╭─ TEXT PROVIDED

# Normalized SSE for a set of data?

Normalized SSE for a set of data??

Hi, supposed I have a set of data points, and each data point has a certain value of uncertainty associated with it.

Supposed also I have a function which models the data. What I'd like to know is how does one quantitatively measure how good the fit of the model is to the data, in such as way that one can compare the model to different sets of data?

For example, taking the SSE defined as:

$\sum(y_i - f(x_i , \beta))^2$

where $\beta$ is a set of parameters, one can measure the difference between the model and the data. However, this does not take into account the number of data points or the degree of uncertainty. If I have a very large number of data points, a small difference between the data and model will result in a very large SSE, even if the model is a very good fit. On the contrary, even if the model is poor, a small set of data points may produce a small SSE - thus there is no way to compare between data sets for the same model.

╰─
╭─ INFORMATION SHOWN

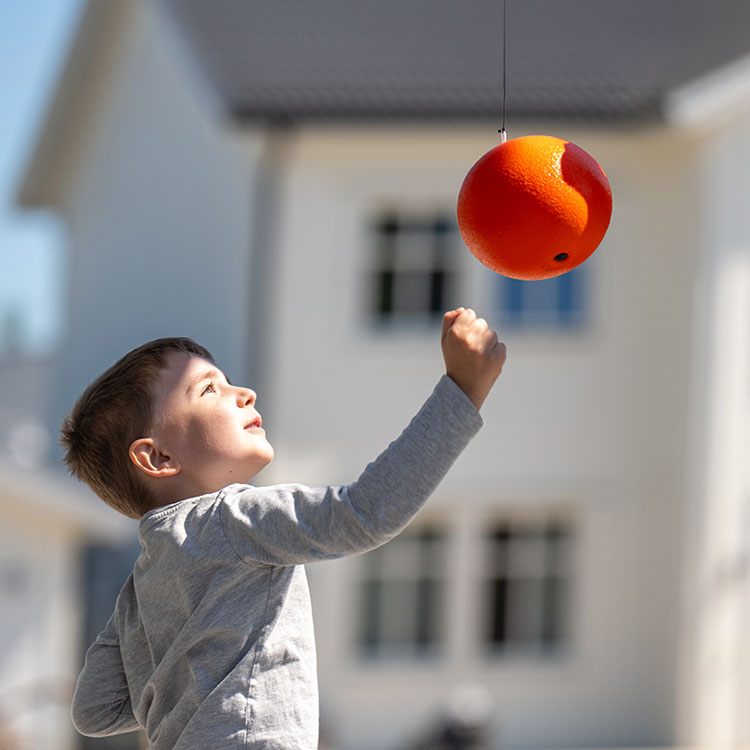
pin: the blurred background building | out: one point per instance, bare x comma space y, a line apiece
278, 181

╰─

● **YOUR TASK**
Write the next part of the post about measuring how well a model fits data with a normalized SSE, starting right after its last sentence.

● **OUTPUT**
Also, one must consider the magnitude of the data points when comparing sets. For example, if my $y_i$ values range from 100...500 for one set, a small fractional change between the model and the data may still produce a huge SSE, while a huge fractional change between the model and data ranging from 0.01...0.5 will result in a small SSE.

So, what I'd like is a way to compare the goodness of a fit for a wide variety of data sets that takes into account the error in the data, the number of data points, and the magnitude of the dependent variables in the data - can someone explain how to do this and what such a quantity is called?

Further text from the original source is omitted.